Records in a dataset
====
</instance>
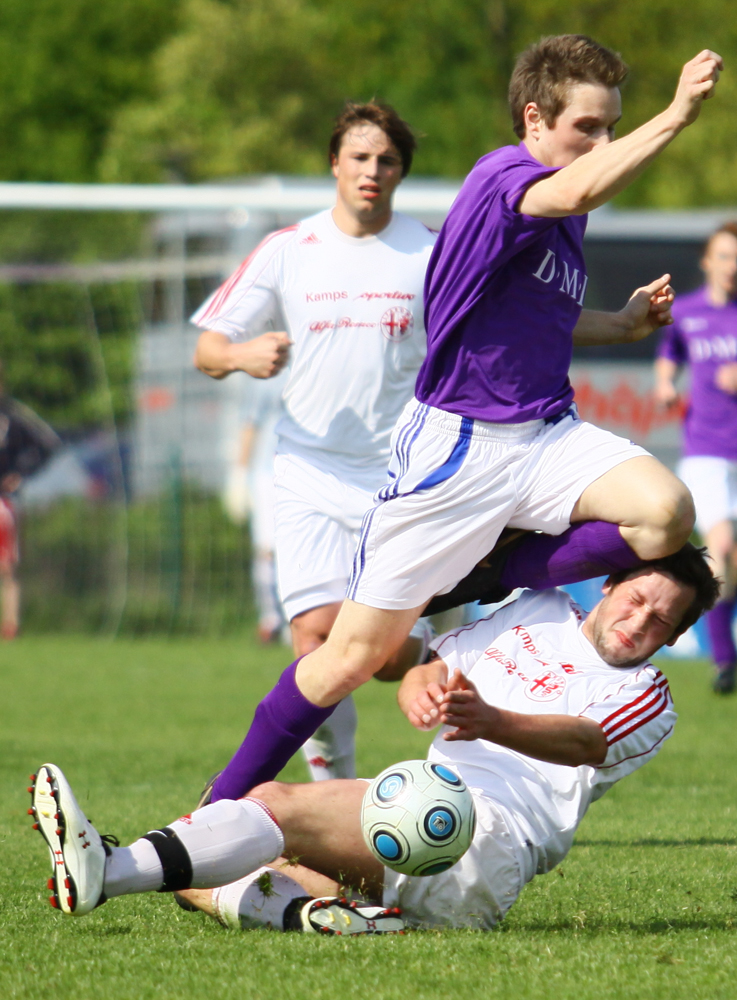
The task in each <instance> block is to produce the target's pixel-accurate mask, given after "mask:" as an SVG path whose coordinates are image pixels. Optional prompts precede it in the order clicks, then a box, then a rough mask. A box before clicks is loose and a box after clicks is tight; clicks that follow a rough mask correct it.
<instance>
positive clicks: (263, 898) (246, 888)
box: [212, 868, 309, 931]
mask: <svg viewBox="0 0 737 1000" xmlns="http://www.w3.org/2000/svg"><path fill="white" fill-rule="evenodd" d="M300 896H309V893H308V892H305V889H304V887H303V886H301V885H300V884H299V882H297V881H296V880H295V879H293V878H292V877H291V876H290V875H287V874H286V872H281V871H276V870H275V869H274V868H259V869H258V871H255V872H251V874H250V875H246V877H245V878H241V879H238V881H237V882H231V883H230V885H224V886H221V887H220V888H219V889H213V891H212V905H213V909H214V910H215V915H216V916H217V918H218V920H219V921H220V923H221V924H223V926H225V927H236V928H237V927H242V928H243V929H244V930H246V929H250V928H255V927H267V928H268V929H269V930H272V931H281V930H284V925H283V920H284V910H285V909H286V908H287V906H288V905H289V903H291V901H292V900H293V899H298V898H299V897H300Z"/></svg>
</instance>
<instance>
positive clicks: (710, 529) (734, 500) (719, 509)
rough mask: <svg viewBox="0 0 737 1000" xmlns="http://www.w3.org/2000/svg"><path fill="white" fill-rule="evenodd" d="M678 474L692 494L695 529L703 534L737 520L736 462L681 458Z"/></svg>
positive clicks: (708, 459) (706, 533)
mask: <svg viewBox="0 0 737 1000" xmlns="http://www.w3.org/2000/svg"><path fill="white" fill-rule="evenodd" d="M678 475H679V476H680V477H681V479H682V480H683V482H684V483H685V484H686V486H688V488H689V489H690V490H691V493H692V494H693V498H694V506H695V507H696V527H697V528H698V529H699V532H700V534H701V535H706V534H707V533H708V532H709V531H711V529H712V528H713V527H714V525H715V524H719V522H720V521H731V520H733V519H735V518H737V462H730V461H729V459H727V458H716V457H714V456H712V455H693V456H692V457H690V458H683V459H681V462H680V465H679V466H678Z"/></svg>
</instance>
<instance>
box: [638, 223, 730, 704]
mask: <svg viewBox="0 0 737 1000" xmlns="http://www.w3.org/2000/svg"><path fill="white" fill-rule="evenodd" d="M701 268H702V270H703V272H704V276H705V278H706V284H705V285H704V287H703V288H700V289H699V290H698V291H696V292H692V293H691V294H690V295H684V296H683V297H682V298H679V299H678V302H677V303H676V304H675V305H674V307H673V317H674V319H675V323H674V324H673V326H670V327H668V330H667V332H666V333H665V335H664V336H663V339H662V341H661V344H660V349H659V351H658V358H657V360H656V362H655V376H656V390H655V391H656V396H657V398H658V400H659V402H660V403H661V404H662V405H664V406H668V407H670V406H675V405H676V404H677V403H678V401H679V392H678V389H677V388H676V385H675V380H676V377H677V375H678V371H679V369H680V368H682V367H684V366H686V365H687V366H688V369H689V373H690V377H691V386H690V399H689V402H688V408H687V410H686V417H685V420H684V424H683V454H684V457H683V459H682V461H681V464H680V466H679V470H678V471H679V474H680V476H681V478H682V479H683V481H684V482H685V483H686V484H687V486H688V487H689V489H690V490H691V492H692V493H693V497H694V502H695V505H696V525H697V527H698V529H699V531H700V532H701V535H702V537H703V539H704V542H705V543H706V547H707V549H708V551H709V555H710V556H711V558H712V559H713V561H714V562H713V565H714V569H715V572H716V574H717V576H719V577H720V578H721V580H722V593H721V599H720V601H719V603H718V604H717V605H716V607H715V608H714V610H713V611H710V612H709V614H708V615H707V617H706V625H707V630H708V632H709V639H710V642H711V648H712V655H713V657H714V662H715V664H716V674H715V677H714V690H715V691H716V692H717V693H719V694H730V693H731V692H732V691H734V688H735V664H736V663H737V649H735V643H734V639H733V637H732V618H733V614H734V605H735V582H736V581H735V575H736V574H735V562H736V561H737V546H736V545H735V537H734V530H733V527H732V520H733V519H735V518H737V302H736V301H735V298H736V297H737V221H735V222H727V223H725V224H724V225H723V226H720V227H719V229H717V231H716V232H715V233H713V234H712V235H711V237H710V238H709V240H708V242H707V244H706V247H705V249H704V256H703V258H702V260H701Z"/></svg>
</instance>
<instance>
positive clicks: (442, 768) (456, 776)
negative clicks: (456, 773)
mask: <svg viewBox="0 0 737 1000" xmlns="http://www.w3.org/2000/svg"><path fill="white" fill-rule="evenodd" d="M432 769H433V772H434V773H435V774H437V776H438V777H439V778H442V779H443V781H447V782H448V784H449V785H460V783H461V779H460V778H459V777H458V775H457V774H455V773H454V772H453V771H451V770H450V769H449V768H447V767H443V765H442V764H433V765H432Z"/></svg>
====
● **Required work**
Put every line of the data above into a Markdown table with the columns "Row" and "Line", numbering each row and skipping any blank lines. Leave the pictures out of the table.

● **The answer**
| Row | Line |
|---|---|
| 1 | </instance> |
| 2 | The task in each <instance> block is to produce the target's pixel-accurate mask, given after "mask:" as an SVG path whose coordinates are image pixels. Optional prompts precede it in the order clicks, then a box, then a rough mask. A box before clicks is loose and a box after clicks is tight; clicks that follow a rough mask correct it. |
| 3 | <instance> |
| 4 | positive clicks: (263, 898) (246, 888) |
| 5 | box: [212, 868, 309, 931] |
| 6 | mask: <svg viewBox="0 0 737 1000" xmlns="http://www.w3.org/2000/svg"><path fill="white" fill-rule="evenodd" d="M300 896H309V893H308V892H305V889H304V887H303V886H301V885H300V884H299V882H297V881H296V880H295V879H293V878H292V877H291V876H290V875H287V874H286V872H281V871H276V870H275V869H274V868H259V869H258V871H255V872H251V874H250V875H246V877H245V878H241V879H238V881H237V882H231V883H230V885H224V886H221V887H220V888H219V889H213V891H212V905H213V909H214V910H215V915H216V916H217V918H218V920H219V921H220V923H221V924H223V926H225V927H236V928H237V927H242V928H243V929H244V930H246V929H250V928H255V927H267V928H268V929H269V930H272V931H281V930H284V925H283V920H284V910H285V909H286V908H287V906H288V905H289V903H291V901H292V900H293V899H298V898H299V897H300Z"/></svg> |
| 7 | </instance> |
| 8 | <instance> |
| 9 | positive clicks: (710, 529) (734, 500) (719, 509) |
| 10 | rough mask: <svg viewBox="0 0 737 1000" xmlns="http://www.w3.org/2000/svg"><path fill="white" fill-rule="evenodd" d="M678 474L692 494L695 529L703 534L737 520L736 462L681 458Z"/></svg> |
| 11 | positive clicks: (708, 459) (706, 533) |
| 12 | mask: <svg viewBox="0 0 737 1000" xmlns="http://www.w3.org/2000/svg"><path fill="white" fill-rule="evenodd" d="M678 475H679V476H680V477H681V479H682V480H683V482H684V483H685V484H686V486H688V488H689V489H690V490H691V493H692V494H693V498H694V506H695V507H696V527H697V528H698V529H699V532H700V534H701V535H706V534H707V533H708V532H709V531H711V529H712V528H713V527H714V525H715V524H719V522H720V521H731V520H733V519H735V518H737V462H730V461H729V459H727V458H716V457H714V456H712V455H693V456H692V457H690V458H683V459H681V462H680V465H679V466H678Z"/></svg> |
| 13 | </instance> |
| 14 | <instance> |
| 15 | box: [638, 223, 730, 704] |
| 16 | mask: <svg viewBox="0 0 737 1000" xmlns="http://www.w3.org/2000/svg"><path fill="white" fill-rule="evenodd" d="M701 268H702V270H703V272H704V276H705V278H706V284H705V285H704V287H703V288H700V289H699V290H698V291H696V292H692V293H691V294H690V295H684V296H683V297H682V298H679V299H678V302H677V303H676V304H675V305H674V307H673V317H674V319H675V323H674V324H673V326H670V327H668V330H667V332H666V333H665V335H664V336H663V339H662V341H661V344H660V349H659V351H658V358H657V360H656V362H655V376H656V390H655V391H656V396H657V398H658V400H659V402H660V403H661V404H662V405H664V406H668V407H670V406H675V405H676V404H677V403H678V401H679V392H678V389H677V388H676V385H675V380H676V377H677V375H678V371H679V369H680V368H682V367H684V366H686V365H687V366H688V369H689V373H690V377H691V386H690V399H689V402H688V408H687V410H686V417H685V420H684V424H683V454H684V457H683V459H682V461H681V464H680V466H679V470H678V471H679V474H680V476H681V478H682V479H683V481H684V482H685V483H686V484H687V486H688V487H689V489H690V490H691V492H692V493H693V497H694V502H695V505H696V525H697V527H698V529H699V531H700V532H701V535H702V537H703V539H704V542H705V543H706V547H707V549H708V551H709V555H710V556H711V558H712V559H713V561H714V562H713V565H714V569H715V572H716V574H717V576H719V577H720V578H721V580H722V593H721V599H720V601H719V603H718V604H717V605H716V607H715V608H714V610H713V611H710V612H709V614H708V615H707V617H706V625H707V630H708V632H709V639H710V642H711V648H712V655H713V657H714V662H715V664H716V674H715V677H714V690H715V691H716V692H717V693H719V694H730V693H731V692H732V691H734V688H735V664H736V663H737V649H735V643H734V639H733V637H732V618H733V614H734V605H735V582H736V581H735V575H736V574H735V562H736V561H737V546H736V545H735V537H734V530H733V527H732V520H733V519H735V518H737V302H736V301H735V298H736V297H737V221H735V222H727V223H725V224H724V225H723V226H720V227H719V229H717V231H716V232H715V233H713V234H712V235H711V237H710V238H709V240H708V242H707V244H706V247H705V249H704V256H703V258H702V260H701Z"/></svg> |
| 17 | </instance> |
| 18 | <instance> |
| 19 | positive clicks: (442, 768) (456, 776) |
| 20 | negative clicks: (456, 773) |
| 21 | mask: <svg viewBox="0 0 737 1000" xmlns="http://www.w3.org/2000/svg"><path fill="white" fill-rule="evenodd" d="M432 769H433V772H434V773H435V774H437V776H438V777H439V778H442V779H443V781H447V782H448V784H449V785H460V783H461V779H460V778H459V777H458V775H457V774H455V773H454V772H453V771H451V770H450V769H449V768H447V767H443V765H442V764H433V765H432Z"/></svg> |